What you should do |
Print out every record exactly as it appears.
───── Material for this task
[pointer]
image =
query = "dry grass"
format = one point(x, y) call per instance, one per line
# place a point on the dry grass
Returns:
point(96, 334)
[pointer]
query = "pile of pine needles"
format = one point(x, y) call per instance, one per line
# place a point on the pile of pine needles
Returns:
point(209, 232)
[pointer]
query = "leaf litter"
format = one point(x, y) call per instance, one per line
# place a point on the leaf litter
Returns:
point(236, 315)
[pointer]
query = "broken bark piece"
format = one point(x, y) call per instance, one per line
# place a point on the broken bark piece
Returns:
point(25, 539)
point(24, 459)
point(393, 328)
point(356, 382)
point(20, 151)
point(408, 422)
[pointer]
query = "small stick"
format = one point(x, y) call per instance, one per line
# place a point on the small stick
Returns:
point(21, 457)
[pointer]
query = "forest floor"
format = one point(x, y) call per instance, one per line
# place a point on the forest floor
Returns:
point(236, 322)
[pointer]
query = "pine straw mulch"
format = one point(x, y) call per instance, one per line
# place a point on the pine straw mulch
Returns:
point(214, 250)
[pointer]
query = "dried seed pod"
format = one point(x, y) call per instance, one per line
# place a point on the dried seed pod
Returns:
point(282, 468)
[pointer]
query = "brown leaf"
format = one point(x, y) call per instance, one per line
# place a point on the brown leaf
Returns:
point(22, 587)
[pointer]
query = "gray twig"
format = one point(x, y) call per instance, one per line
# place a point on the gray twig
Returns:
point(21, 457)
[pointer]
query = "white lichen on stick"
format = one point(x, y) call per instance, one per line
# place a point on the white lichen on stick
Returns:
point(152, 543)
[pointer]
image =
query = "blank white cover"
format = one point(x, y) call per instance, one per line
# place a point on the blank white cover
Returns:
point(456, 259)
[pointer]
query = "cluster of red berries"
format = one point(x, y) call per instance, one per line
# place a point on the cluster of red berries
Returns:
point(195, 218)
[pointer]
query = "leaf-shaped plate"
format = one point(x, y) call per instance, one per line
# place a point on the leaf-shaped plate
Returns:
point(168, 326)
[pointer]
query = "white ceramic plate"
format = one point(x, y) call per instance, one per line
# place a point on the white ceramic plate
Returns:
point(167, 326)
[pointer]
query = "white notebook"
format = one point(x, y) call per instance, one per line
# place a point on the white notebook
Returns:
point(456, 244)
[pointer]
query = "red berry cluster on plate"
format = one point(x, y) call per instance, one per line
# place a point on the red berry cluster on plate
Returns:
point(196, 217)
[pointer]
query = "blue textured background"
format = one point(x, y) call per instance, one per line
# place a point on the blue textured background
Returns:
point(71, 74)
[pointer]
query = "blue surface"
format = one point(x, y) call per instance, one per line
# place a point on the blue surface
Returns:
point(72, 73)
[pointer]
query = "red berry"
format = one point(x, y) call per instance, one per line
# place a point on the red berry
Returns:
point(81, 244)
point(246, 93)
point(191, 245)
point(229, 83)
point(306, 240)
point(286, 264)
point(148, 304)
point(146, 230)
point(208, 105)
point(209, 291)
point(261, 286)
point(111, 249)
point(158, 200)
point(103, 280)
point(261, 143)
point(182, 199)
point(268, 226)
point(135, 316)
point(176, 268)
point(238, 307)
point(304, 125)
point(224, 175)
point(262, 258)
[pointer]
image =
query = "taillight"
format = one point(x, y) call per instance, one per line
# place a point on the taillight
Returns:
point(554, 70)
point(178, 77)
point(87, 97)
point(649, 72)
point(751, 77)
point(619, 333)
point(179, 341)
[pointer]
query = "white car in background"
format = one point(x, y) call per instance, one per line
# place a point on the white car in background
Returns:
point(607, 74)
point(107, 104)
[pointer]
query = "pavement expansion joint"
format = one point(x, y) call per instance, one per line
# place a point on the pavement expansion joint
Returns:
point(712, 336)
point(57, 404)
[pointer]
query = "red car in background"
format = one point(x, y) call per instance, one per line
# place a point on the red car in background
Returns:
──────────
Response to this task |
[pointer]
image =
query = "dry grass"
format = one point(x, y) call per instance, one per line
# place a point on the dry grass
Returns:
point(96, 334)
[pointer]
query = "pile of pine needles"
format = one point(x, y) call per instance, one per line
# place a point on the pile of pine needles
Returns:
point(209, 232)
[pointer]
query = "leaf litter"
format = one point(x, y) call per instance, one per line
# place a point on the leaf litter
Returns:
point(236, 315)
[pointer]
query = "broken bark piece"
format = one point(x, y) call per instance, one per line
# place a point on the broken bark piece
Returns:
point(25, 539)
point(24, 459)
point(393, 328)
point(356, 382)
point(20, 151)
point(408, 422)
[pointer]
query = "small stick"
format = one point(x, y) call per instance, one per line
# place a point on the small stick
Returns:
point(21, 457)
[pointer]
query = "forest floor"
format = one point(x, y) call per instance, one per line
# place a point on the forest floor
Returns:
point(236, 322)
[pointer]
query = "pine straw mulch"
format = one point(x, y) call per instance, one per line
# place a point on the pine straw mulch
Returns:
point(214, 250)
[pointer]
query = "dried seed pod"
format = one point(x, y) call per instance, one per line
# place a point on the dried seed pod
Returns:
point(282, 468)
[pointer]
query = "brown leaf"
format = one point(x, y) call per instance, one per line
# place a point on the brown leaf
Returns:
point(22, 587)
[pointer]
query = "gray twig"
format = one point(x, y) call per instance, one per line
# place a point on the gray twig
Returns:
point(21, 457)
[pointer]
query = "white lichen on stick"
format = one point(x, y) call per instance, one per line
# place a point on the white lichen on stick
Returns:
point(152, 543)
[pointer]
image =
query = "blank white cover"
format = one point(x, y) call per instance, one per line
# place a point on the blank white cover
Returns:
point(456, 259)
[pointer]
query = "cluster of red berries"
format = one point(x, y) call per instance, one per line
# place a point on the cluster of red berries
Returns:
point(195, 218)
[pointer]
query = "leaf-shaped plate"
format = one point(x, y) call per instance, one per line
# place a point on the leaf-shaped plate
Returns:
point(168, 326)
[pointer]
query = "white ceramic plate"
format = one point(x, y) call per instance, one per line
# place a point on the white ceramic plate
Returns:
point(167, 326)
[pointer]
query = "white notebook"
format = one point(x, y) call per instance, one per line
# place a point on the white notebook
Returns:
point(456, 244)
[pointer]
query = "red berry cluster on plate"
format = one point(x, y) call per instance, one per line
# place a point on the red berry cluster on plate
Returns:
point(196, 217)
[pointer]
query = "blue textured background"
format = one point(x, y) call per instance, one per line
# place a point on the blue textured background
Returns:
point(71, 74)
[pointer]
query = "blue surface"
format = one point(x, y) call per instance, one per line
# place a point on the blue surface
Returns:
point(72, 73)
[pointer]
query = "red berry"
format = one point(x, y) call per instance, one per line
# place a point on the red berry
Returns:
point(81, 244)
point(246, 93)
point(191, 245)
point(229, 83)
point(306, 240)
point(286, 264)
point(148, 304)
point(146, 230)
point(208, 105)
point(209, 291)
point(261, 286)
point(111, 249)
point(158, 200)
point(103, 280)
point(261, 143)
point(182, 199)
point(268, 226)
point(135, 316)
point(176, 268)
point(238, 307)
point(304, 125)
point(224, 175)
point(262, 258)
[pointer]
image =
query = "taillight"
format = one point(x, y) call per instance, one per line
# place a point on the taillight
Returns:
point(554, 70)
point(178, 77)
point(87, 97)
point(649, 72)
point(751, 77)
point(619, 333)
point(179, 341)
[pointer]
query = "white car in background"
format = one point(x, y) call per instance, one per line
# place a point on the white car in background
Returns:
point(607, 74)
point(107, 104)
[pointer]
query = "pavement expansion joint"
format = one point(x, y) call per instance, one per line
# place a point on the pavement expansion joint
Returns:
point(712, 336)
point(57, 404)
[pointer]
query = "red car in background"
format = one point(x, y) call per instance, one per line
# place a point on the red car in background
Returns:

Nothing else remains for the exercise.